_Prompt_
The data below should be retyped exactly, with the pictures left out.

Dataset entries
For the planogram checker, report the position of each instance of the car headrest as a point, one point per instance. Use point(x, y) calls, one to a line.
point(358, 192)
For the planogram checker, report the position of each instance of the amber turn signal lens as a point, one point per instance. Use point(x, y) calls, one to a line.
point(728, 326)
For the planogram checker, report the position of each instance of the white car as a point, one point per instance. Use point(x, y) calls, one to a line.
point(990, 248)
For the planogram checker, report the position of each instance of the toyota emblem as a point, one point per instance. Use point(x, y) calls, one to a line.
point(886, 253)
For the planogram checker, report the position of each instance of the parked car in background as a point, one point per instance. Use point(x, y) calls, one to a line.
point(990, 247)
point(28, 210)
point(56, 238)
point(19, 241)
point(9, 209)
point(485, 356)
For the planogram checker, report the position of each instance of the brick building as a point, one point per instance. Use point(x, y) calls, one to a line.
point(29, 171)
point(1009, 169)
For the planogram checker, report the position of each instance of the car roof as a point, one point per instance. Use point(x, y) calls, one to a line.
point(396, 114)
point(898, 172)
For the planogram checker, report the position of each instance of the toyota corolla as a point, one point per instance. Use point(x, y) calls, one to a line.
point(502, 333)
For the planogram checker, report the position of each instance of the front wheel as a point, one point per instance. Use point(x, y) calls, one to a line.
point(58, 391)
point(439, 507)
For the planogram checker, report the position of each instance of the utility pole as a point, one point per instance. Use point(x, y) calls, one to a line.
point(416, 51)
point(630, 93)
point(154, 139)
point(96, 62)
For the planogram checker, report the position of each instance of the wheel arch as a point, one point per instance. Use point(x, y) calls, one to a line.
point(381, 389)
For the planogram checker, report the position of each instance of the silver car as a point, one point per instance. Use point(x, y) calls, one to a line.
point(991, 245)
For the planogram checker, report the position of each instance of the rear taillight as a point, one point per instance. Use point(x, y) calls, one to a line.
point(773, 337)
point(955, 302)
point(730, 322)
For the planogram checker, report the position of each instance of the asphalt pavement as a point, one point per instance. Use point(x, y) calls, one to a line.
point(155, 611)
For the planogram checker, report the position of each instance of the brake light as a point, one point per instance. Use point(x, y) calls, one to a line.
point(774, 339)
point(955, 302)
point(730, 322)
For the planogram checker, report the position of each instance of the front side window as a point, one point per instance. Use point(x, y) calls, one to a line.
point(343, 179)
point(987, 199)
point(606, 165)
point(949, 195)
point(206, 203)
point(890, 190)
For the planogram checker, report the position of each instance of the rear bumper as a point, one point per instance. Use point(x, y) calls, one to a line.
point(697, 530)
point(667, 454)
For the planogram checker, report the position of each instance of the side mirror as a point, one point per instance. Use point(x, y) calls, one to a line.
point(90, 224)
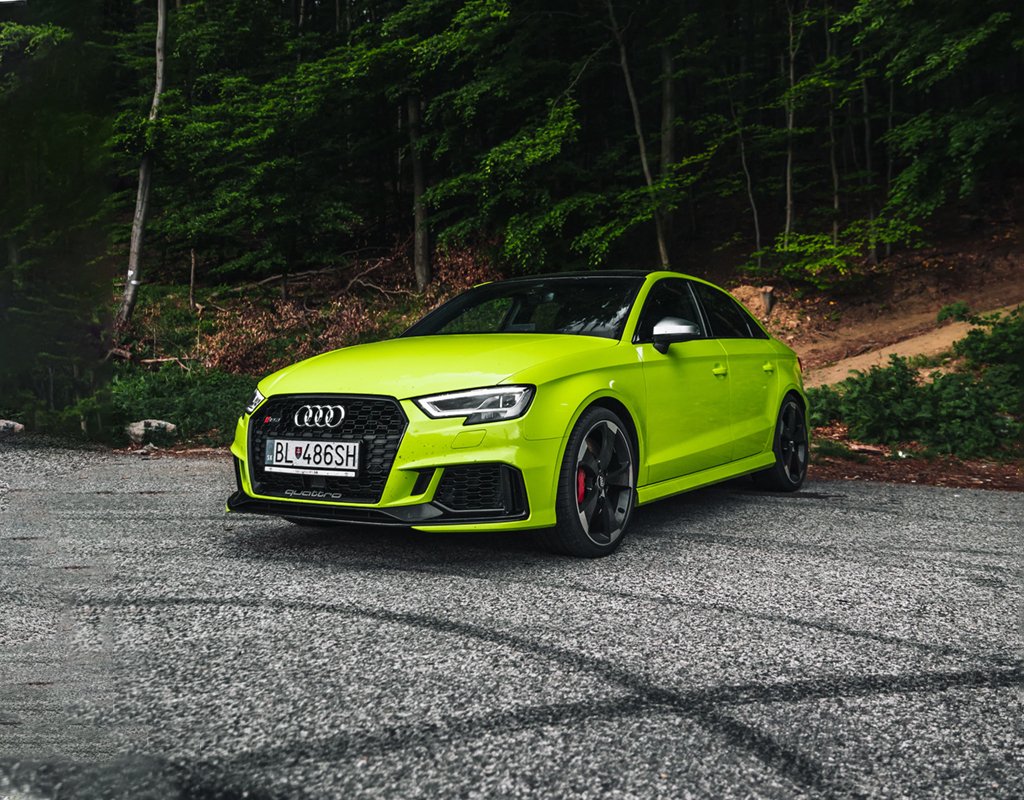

_Answer section_
For the planogram checker, report the position of each instance of the car headrest as a point, one point per instance. Use point(x, y) calls, one to a line.
point(358, 192)
For the planogram checker, report the position of each instance of the amber turn signal lens as a point, one point per instance. Use point(x, y) calls, one to a line.
point(728, 326)
For the planogram checker, report the position of each instance of the white car as a point, one point per instance. Use point(x, y) calls, one to a line.
point(990, 248)
For the planogram checker, report the position of each instance of the toyota emblem as a point, one point per instance. Use point(x, y) calls, one to a line.
point(886, 253)
For the planogram checker, report the position of each instance of the parked car in background as a point, one point per instance. Use point(x, y) calls, one to a line.
point(990, 247)
point(28, 210)
point(56, 238)
point(19, 241)
point(9, 209)
point(485, 356)
For the planogram checker, report the position of each instance of the brick building as a point, one point per instance. Use point(x, y) calls, one to a line.
point(29, 171)
point(1009, 169)
For the planogram checker, report the position of each instance of the car roof as a point, one point per instance. Use point(x, y) calls, one to a line.
point(396, 114)
point(898, 172)
For the planogram checker, report the position of each instance of the toyota corolla as a point, one point per instance. Use point(x, y) calls, one to a line.
point(502, 333)
For the planogram checker, report the position of each instance of the front wheel as a point, one point per instance. Use point(x, y) calls, one to a line.
point(58, 391)
point(439, 507)
For the planogram checker, report the position of each instance of the utility pole as a point, one point per instance. Use point(x, y) calls, one to a line.
point(416, 51)
point(630, 93)
point(154, 139)
point(96, 62)
For the planogram checker, report the position of each instance of the wheel arch as a point, one point per instance. Use point(x, y) calls, one to a line.
point(381, 389)
For the planogram checker, report the position of each instance of the silver car as a point, one point per instance. Use point(x, y) calls, one to a line.
point(991, 245)
For the planogram checker, report the position of each instance of the rear taillight as a point, one point per instance. Use point(x, y) calls, one to a line.
point(773, 337)
point(955, 302)
point(730, 322)
For the planogram checker, report the position of each instance of the asphalt pavement as a point, one point per instance. Use point(x, y) calls, one to a line.
point(155, 611)
For the planogram checker, report the position of each instance of the brake light as a point, one point per instance. Use point(x, y) calls, one to a line.
point(774, 339)
point(955, 302)
point(730, 322)
For the planogram checker, report the position of each instance of the front side window as a point, one point per instance. Use point(x, y) calls, one to a line.
point(343, 179)
point(987, 199)
point(606, 165)
point(949, 195)
point(206, 203)
point(890, 190)
For the planogram checker, report the position of each instance of the rear bumper as a point, one point per instance. Use point(x, y) calls, one to a line.
point(697, 530)
point(667, 454)
For the planogram checker, report the position of each instance of the side mirror as a point, one point per instance. Use point(x, y) calls, one to a line.
point(90, 224)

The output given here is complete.